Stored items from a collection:

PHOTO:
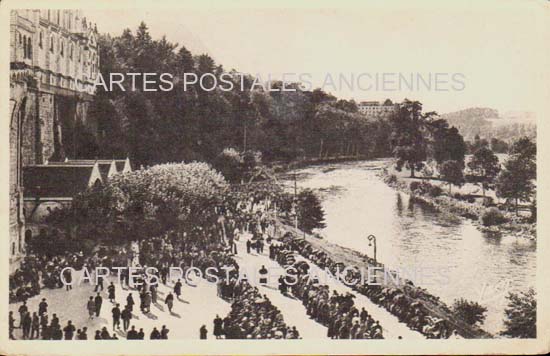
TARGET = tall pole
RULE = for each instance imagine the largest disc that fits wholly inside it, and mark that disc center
(372, 239)
(295, 202)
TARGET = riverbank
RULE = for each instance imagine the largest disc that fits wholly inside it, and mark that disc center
(281, 168)
(448, 204)
(415, 295)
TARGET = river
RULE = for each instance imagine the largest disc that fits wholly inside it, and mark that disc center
(447, 255)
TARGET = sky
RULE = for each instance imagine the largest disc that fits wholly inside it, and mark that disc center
(496, 48)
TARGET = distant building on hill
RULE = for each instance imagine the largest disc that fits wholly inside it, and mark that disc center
(376, 109)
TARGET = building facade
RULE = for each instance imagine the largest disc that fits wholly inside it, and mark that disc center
(376, 109)
(54, 60)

## ACTIVITY
Using the records above, list each line that includes "TARGET".

## RESPONSE
TARGET = tall pole
TARGET = riverbank
TARGET = river
TARGET = sky
TARGET = distant building on hill
TARGET = building facade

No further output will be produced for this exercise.